Hace un mes murió el primer artista que conocí: Julio Barragán, el padre de mi amigo Claudio. Al hijo lo conocí antes, en el Nacional Reconquista de Villa Urquiza. Era mi compañero de banco y fue el soporte de mi educación, o más bien el responsable de que no repitiera eternamente de año. Yo era un alumno de tres para abajo, y gracias a él alcanzaba el seis necesario para aprobar. Claudio era un alumno de diez, pero bajaba su calificación y perdía buena parte del tiempo soplándome las respuestas de los exámenes parciales. Además de esos perjuicios, algunos días de la semana le arruinaba las tardes pasando por su casa para copiar el contenido de las carpetas, porque era tan inútil en las mecánicas de instrucción elemental que desconocía qué era lo que debía anotarse y qué lo que debía dejar a un lado. Luego de hacer los deberes y de tomar la merienda que nos hacía Nieves, su madre ceramista, Claudio y yo íbamos al taller de su padre.

Ejercicio propuesto: Según el fragmento, ¿cuál era el oficio de Nieves, la madre de Claudio?

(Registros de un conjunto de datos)
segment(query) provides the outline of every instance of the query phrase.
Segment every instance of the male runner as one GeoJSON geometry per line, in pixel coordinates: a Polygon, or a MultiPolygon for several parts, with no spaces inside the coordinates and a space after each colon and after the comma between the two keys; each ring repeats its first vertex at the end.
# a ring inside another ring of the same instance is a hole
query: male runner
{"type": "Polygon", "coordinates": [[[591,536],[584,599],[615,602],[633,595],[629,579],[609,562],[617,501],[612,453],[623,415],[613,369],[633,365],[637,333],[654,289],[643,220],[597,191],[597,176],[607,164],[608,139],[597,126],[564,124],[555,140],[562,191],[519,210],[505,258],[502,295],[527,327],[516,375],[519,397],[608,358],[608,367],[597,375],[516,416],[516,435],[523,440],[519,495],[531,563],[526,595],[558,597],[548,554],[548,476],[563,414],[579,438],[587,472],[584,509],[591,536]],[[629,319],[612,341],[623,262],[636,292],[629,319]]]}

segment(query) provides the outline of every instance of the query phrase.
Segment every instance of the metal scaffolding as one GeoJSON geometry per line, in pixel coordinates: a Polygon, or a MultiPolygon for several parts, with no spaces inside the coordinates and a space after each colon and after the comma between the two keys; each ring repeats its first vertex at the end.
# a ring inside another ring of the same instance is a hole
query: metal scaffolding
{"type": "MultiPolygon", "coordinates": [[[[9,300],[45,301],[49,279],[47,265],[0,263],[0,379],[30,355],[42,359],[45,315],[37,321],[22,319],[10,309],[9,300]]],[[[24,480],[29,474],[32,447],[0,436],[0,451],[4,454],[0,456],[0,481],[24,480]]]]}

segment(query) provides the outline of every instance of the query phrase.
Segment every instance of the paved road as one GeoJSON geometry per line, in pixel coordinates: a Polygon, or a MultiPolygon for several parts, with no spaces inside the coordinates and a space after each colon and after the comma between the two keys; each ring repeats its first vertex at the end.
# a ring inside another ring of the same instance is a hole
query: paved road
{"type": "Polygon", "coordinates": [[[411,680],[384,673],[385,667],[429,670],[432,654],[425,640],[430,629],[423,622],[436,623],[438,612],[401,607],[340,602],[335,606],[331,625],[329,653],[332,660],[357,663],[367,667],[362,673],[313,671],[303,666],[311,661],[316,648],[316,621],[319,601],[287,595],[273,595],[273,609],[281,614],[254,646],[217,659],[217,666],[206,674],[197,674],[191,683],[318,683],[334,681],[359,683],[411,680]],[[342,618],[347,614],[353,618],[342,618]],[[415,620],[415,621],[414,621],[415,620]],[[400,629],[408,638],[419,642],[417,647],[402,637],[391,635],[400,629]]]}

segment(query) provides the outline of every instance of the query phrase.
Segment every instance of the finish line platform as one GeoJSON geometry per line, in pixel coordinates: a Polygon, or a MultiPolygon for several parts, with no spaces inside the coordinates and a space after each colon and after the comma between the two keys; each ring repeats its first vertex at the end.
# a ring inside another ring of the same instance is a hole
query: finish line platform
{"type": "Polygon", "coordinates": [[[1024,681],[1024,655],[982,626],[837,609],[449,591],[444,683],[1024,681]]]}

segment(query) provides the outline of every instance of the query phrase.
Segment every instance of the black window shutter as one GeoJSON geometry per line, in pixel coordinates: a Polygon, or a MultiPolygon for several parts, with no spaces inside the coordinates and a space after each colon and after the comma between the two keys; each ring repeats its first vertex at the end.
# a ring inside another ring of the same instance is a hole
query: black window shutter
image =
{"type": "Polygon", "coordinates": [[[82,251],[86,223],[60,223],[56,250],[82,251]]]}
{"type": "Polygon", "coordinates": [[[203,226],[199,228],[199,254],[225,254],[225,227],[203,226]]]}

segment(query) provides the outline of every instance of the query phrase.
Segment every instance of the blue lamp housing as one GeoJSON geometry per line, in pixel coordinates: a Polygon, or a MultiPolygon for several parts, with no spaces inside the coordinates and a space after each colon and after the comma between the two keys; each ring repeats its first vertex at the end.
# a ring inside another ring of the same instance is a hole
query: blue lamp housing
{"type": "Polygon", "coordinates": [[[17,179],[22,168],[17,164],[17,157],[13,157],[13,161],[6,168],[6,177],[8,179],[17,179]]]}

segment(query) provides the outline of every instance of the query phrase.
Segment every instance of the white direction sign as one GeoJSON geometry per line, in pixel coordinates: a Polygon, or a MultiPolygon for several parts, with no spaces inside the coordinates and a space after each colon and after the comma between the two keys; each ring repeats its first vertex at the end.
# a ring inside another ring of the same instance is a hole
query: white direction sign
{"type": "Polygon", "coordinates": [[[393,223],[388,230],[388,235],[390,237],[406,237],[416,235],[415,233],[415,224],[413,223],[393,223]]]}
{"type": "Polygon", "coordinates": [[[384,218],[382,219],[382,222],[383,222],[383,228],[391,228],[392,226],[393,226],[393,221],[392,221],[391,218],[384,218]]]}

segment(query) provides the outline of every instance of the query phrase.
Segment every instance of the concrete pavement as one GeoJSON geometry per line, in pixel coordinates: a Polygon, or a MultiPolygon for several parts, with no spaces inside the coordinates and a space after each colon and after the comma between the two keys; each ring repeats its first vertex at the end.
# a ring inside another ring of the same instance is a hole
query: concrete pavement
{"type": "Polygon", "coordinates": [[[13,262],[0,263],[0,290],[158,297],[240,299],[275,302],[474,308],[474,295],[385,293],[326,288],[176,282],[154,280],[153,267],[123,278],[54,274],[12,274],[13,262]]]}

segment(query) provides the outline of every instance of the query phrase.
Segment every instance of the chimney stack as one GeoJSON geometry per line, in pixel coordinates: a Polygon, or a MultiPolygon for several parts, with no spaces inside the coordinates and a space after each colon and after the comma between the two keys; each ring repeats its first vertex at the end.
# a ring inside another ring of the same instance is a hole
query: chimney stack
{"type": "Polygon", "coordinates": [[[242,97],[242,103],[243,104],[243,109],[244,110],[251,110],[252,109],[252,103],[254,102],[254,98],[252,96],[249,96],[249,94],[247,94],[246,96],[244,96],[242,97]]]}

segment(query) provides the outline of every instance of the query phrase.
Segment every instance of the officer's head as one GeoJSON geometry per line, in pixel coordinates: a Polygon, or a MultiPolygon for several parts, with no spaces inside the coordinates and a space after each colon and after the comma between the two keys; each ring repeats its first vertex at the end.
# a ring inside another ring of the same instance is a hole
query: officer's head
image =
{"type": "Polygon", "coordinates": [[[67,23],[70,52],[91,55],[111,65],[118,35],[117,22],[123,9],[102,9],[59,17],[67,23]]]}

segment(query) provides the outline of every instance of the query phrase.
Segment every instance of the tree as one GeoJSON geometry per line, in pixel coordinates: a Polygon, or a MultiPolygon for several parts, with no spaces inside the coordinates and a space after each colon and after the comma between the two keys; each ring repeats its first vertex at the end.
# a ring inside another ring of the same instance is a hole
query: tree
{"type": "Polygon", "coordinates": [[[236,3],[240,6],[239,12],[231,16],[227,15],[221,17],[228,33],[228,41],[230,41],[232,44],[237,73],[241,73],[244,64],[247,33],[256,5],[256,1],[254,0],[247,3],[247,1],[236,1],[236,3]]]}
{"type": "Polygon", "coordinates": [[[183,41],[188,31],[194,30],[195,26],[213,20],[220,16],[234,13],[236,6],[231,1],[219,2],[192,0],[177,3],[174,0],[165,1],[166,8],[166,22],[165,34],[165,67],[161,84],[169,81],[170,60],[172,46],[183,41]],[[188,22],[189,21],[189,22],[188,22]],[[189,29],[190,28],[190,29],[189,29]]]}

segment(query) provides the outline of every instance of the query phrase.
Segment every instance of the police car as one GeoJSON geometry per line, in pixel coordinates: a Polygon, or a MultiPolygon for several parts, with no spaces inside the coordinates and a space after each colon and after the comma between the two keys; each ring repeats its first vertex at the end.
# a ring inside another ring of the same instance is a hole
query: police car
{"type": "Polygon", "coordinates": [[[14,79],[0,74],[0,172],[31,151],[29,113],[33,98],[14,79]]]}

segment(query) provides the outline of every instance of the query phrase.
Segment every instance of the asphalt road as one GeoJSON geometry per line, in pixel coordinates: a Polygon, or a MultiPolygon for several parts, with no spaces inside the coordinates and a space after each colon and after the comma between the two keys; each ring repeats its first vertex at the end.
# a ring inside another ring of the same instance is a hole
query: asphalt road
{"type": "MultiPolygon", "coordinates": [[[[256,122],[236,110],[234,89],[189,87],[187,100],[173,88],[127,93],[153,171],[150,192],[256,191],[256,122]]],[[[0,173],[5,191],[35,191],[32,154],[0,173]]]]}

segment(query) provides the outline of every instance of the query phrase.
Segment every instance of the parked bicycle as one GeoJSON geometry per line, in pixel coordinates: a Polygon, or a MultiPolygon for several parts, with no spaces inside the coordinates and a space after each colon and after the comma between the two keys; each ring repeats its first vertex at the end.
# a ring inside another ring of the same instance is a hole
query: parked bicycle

Solución escrita: Era ceramista.